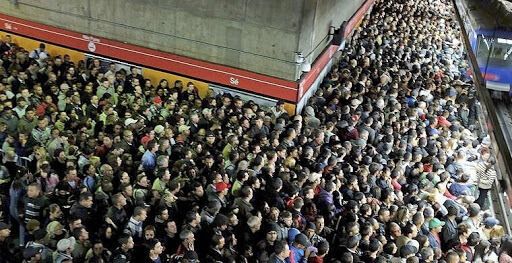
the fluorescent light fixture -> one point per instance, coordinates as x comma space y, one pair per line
505, 41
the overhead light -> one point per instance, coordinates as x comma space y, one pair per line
331, 30
505, 41
306, 67
299, 58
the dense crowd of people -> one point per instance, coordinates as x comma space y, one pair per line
385, 164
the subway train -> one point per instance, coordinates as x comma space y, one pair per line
490, 35
493, 50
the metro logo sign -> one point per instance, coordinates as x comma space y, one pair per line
193, 68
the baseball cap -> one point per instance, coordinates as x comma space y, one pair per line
157, 100
183, 128
66, 243
159, 129
490, 222
29, 252
129, 121
210, 134
434, 222
221, 186
302, 239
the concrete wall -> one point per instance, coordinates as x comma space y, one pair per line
257, 35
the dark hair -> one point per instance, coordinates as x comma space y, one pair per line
280, 246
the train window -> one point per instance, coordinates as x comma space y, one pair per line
497, 50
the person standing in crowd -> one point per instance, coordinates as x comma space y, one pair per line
382, 165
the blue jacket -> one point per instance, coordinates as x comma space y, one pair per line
296, 255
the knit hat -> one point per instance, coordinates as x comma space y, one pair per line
65, 244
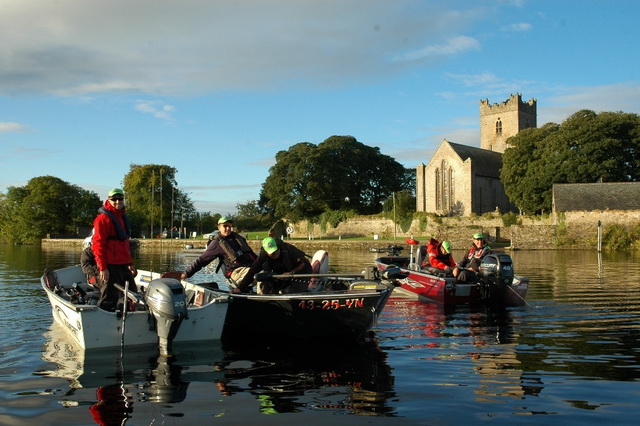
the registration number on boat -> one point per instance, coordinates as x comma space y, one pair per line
331, 304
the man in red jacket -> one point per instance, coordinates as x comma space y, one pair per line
439, 255
112, 249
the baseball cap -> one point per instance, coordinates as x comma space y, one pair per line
269, 245
224, 219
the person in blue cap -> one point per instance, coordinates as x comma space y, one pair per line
231, 248
280, 258
467, 269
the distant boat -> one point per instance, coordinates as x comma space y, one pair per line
497, 286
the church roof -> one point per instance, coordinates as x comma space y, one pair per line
485, 163
596, 196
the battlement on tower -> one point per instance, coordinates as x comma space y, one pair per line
514, 103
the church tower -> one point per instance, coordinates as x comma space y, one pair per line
500, 121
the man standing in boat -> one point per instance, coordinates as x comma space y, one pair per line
280, 258
467, 269
231, 248
112, 250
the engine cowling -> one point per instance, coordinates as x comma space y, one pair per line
496, 269
167, 303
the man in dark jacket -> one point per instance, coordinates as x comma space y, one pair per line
280, 258
228, 246
467, 269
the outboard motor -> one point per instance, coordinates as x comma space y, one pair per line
496, 273
167, 303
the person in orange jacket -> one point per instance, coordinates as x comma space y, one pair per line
112, 250
439, 255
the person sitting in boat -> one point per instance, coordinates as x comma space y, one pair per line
467, 269
280, 258
231, 248
439, 257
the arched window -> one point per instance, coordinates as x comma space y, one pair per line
437, 194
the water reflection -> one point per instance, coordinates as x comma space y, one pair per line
287, 377
571, 353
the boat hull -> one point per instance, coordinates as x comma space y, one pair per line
446, 291
92, 327
345, 315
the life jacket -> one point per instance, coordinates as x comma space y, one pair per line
478, 253
435, 258
240, 255
122, 233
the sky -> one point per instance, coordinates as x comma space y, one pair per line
217, 88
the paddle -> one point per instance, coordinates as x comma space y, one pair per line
172, 274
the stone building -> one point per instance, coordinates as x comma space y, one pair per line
607, 201
461, 180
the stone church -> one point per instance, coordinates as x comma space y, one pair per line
461, 180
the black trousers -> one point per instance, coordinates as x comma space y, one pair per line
110, 297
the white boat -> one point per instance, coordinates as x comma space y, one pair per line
163, 311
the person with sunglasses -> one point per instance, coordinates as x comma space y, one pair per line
112, 250
467, 269
230, 248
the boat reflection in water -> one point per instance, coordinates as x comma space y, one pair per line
476, 339
347, 377
282, 376
122, 379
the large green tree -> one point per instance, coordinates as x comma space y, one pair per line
587, 147
337, 174
46, 205
154, 201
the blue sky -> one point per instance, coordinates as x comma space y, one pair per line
216, 88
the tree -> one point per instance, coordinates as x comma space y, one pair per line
154, 200
587, 147
400, 208
46, 205
337, 174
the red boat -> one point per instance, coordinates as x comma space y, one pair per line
497, 286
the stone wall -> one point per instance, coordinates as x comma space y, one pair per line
570, 230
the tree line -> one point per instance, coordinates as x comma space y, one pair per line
334, 180
586, 148
337, 177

§ Problem to work on
Could you update all the rows above by replacing "baseball cap" with "ball cap" throughout, keeping everything else the same and leaving the pictures out?

§ Finished task
the fluorescent light fixture -> one point per instance, coordinates as x comma space y, one pair per line
505, 41
the overhead light -> one point per instance, coordinates as x comma space y, one pair per line
331, 30
505, 41
306, 67
299, 58
the dense crowd of people -> one point per instance, coordinates as x comma space y, one pair per line
385, 164
the subway train -> one point per instance, coordinates as x comma space y, one pair per line
490, 35
493, 50
the metro logo sign -> one point per instance, coordinates as x comma space y, one pair per line
193, 68
the ball cap -> one point per instance, coordinates as x comma space y, one pair per line
157, 100
183, 128
66, 243
159, 129
490, 222
29, 252
129, 121
210, 134
434, 222
221, 186
302, 239
the concrete wall -> one point per instance, coordinates as x comma space y, one pair per line
257, 35
the dark hair -> one point per instance, coordinates as x comma space y, one pair per line
280, 246
the train window -> one point per instance, coordinates as x comma space y, one pair per line
497, 50
the person standing in crowd -> one point per instance, coordinates as x comma space y, one pair per line
382, 165
the blue jacket -> one point per instance, coordinates as x comma space y, one pair per line
296, 255
the knit hat -> one point per instance, coordinates as x comma space y, one pair per line
65, 244
the registration number on boat -> one point per instance, coordinates as x comma space y, one pair per line
331, 304
the man in red jacket -> one point per instance, coordinates as x comma space y, one pair per line
439, 255
112, 249
the ball cap -> one point per instance, coordinates as x comma space y, one pair per line
269, 245
224, 219
the person in blue cap -> one point per instance, coordinates as x comma space y, one pair per line
231, 248
280, 258
467, 269
the distant boat -> one point per instance, coordinates as x comma space y, one pair per line
497, 286
the church roof -> one point per instance, coordinates as x comma space y, one pair per line
485, 163
596, 196
the battlement on tower -> one point per instance, coordinates as x comma space y, one pair per line
514, 103
the church tower -> one point per instance, coordinates as x comma space y, one pair per line
500, 121
the man standing in boat -> one point per instance, coordinates as x comma space y, one pair per line
280, 258
467, 269
231, 248
112, 250
the engine cowling -> one point per instance, coordinates as x comma space y, one pair per line
496, 269
167, 303
the man in dark jacket -> one point per instance, coordinates as x comma space y, one pair per line
280, 258
228, 246
467, 269
the outboard motor -> one point per instance, coordinates as x comma space y, one pair per line
496, 273
167, 303
the person in orange jacket -> one point per instance, coordinates as x comma space y, one pair per line
112, 250
439, 255
the person sitting in boat -> one point per instance, coordinates as x comma space y, one pair per line
467, 269
280, 258
231, 248
439, 257
the arched window -> one point per instance, coordinates as x comma space y, one pair per line
437, 194
the water reflection -> one point per instance, coordinates as x comma space y, one pair per line
287, 377
571, 353
the boat hull -> one point per instance, coordinates as x comma space y, one pair per line
446, 291
92, 327
345, 315
the life jacket -> one point per instance, coordinates as x comma space y, one pair per line
478, 253
435, 258
240, 255
122, 233
the sky -> one point per instance, coordinates as x comma space y, one pair per line
217, 88
the paddle -> one point per instance, coordinates as x comma space y, one pair per line
172, 274
the stone building -> one point per instance, coordinates as x comma space y, one pair per line
607, 201
461, 180
the stone church -> one point per instance, coordinates as x comma space y, one pair per line
461, 180
the black trousers -> one point per instance, coordinates as x comma space y, one pair per line
110, 297
the white boat -> one point per instance, coordinates as x comma space y, one pair per line
163, 311
the person with sunglasses -> one point per instance, coordinates as x comma space y, one pair per line
112, 250
467, 269
230, 248
the boat reflection in water -> one point per instance, coordinates as x comma space y, one pair per line
476, 339
347, 377
282, 376
122, 379
the large green tree -> one point per instance, coordinates as x comma space y, one pair per line
587, 147
337, 174
46, 205
154, 201
the blue sky -> one point per instance, coordinates as x comma space y, one pair per line
216, 88
the tree -> one point per instance, coordinates as x comma space y, one pair per line
154, 200
587, 147
400, 208
46, 205
337, 174
the red boat -> one point per instance, coordinates as x comma space y, one pair per line
497, 286
the stone wall -> one point per instance, coordinates as x comma space y, one pair per line
570, 230
the tree line -> one point per instance, coordinates as x comma space y, one pair per line
334, 180
586, 148
337, 177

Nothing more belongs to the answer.